Recorded data:
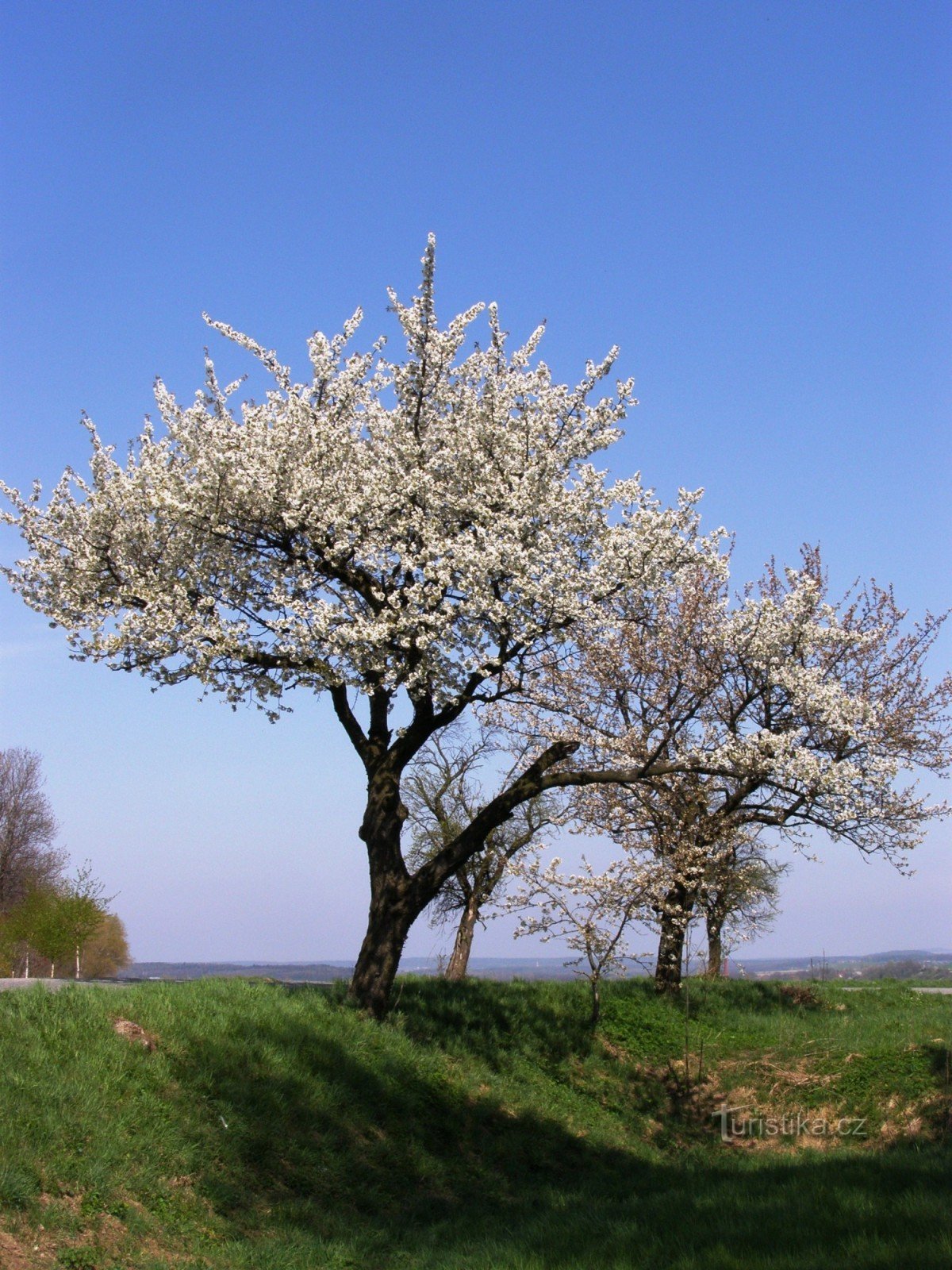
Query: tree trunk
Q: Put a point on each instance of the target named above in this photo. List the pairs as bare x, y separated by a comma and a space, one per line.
463, 945
393, 902
596, 1000
715, 949
676, 914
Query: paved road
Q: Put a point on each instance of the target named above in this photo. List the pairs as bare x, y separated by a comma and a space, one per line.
55, 984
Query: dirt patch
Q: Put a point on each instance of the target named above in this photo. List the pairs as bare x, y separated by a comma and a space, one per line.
135, 1034
21, 1254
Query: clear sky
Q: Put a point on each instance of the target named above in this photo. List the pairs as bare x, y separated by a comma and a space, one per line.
752, 198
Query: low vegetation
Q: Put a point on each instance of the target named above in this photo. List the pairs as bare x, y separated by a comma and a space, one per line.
482, 1127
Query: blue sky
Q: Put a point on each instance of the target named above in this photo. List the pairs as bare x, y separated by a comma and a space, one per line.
753, 200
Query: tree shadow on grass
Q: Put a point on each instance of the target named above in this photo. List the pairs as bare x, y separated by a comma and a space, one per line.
349, 1134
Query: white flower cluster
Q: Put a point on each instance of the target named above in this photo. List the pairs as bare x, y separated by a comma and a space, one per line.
382, 526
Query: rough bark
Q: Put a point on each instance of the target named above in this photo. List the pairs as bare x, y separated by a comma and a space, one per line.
676, 914
463, 945
715, 948
596, 1000
393, 901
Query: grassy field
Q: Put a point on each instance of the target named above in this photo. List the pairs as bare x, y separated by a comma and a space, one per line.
255, 1127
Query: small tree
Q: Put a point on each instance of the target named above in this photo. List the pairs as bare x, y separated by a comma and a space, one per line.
739, 899
56, 921
589, 911
79, 912
784, 709
27, 829
107, 950
442, 794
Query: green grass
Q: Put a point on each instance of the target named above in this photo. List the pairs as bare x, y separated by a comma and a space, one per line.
480, 1128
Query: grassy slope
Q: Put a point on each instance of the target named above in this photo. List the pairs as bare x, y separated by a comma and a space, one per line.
482, 1127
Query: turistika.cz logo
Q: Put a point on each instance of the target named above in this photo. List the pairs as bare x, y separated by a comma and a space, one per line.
789, 1126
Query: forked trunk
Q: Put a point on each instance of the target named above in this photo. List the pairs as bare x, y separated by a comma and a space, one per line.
715, 949
676, 916
596, 1000
393, 903
463, 945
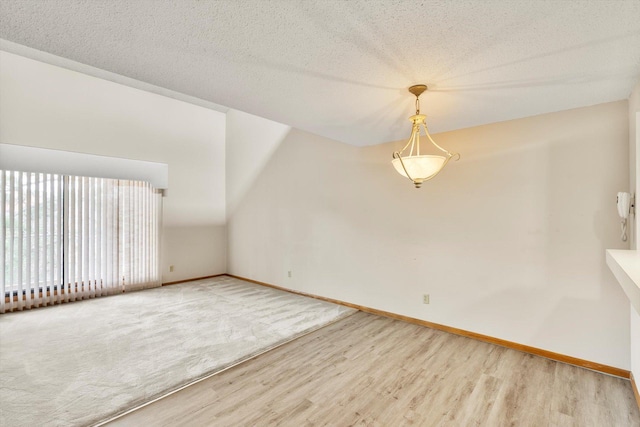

• _WHAT YOU NEED TO DO_: Collect every line in the entries above that contains the word "grassy", treating uppercase and lowercase letters as different.

• _EXERCISE RESULT_:
Query: grassy field
Query: grassy slope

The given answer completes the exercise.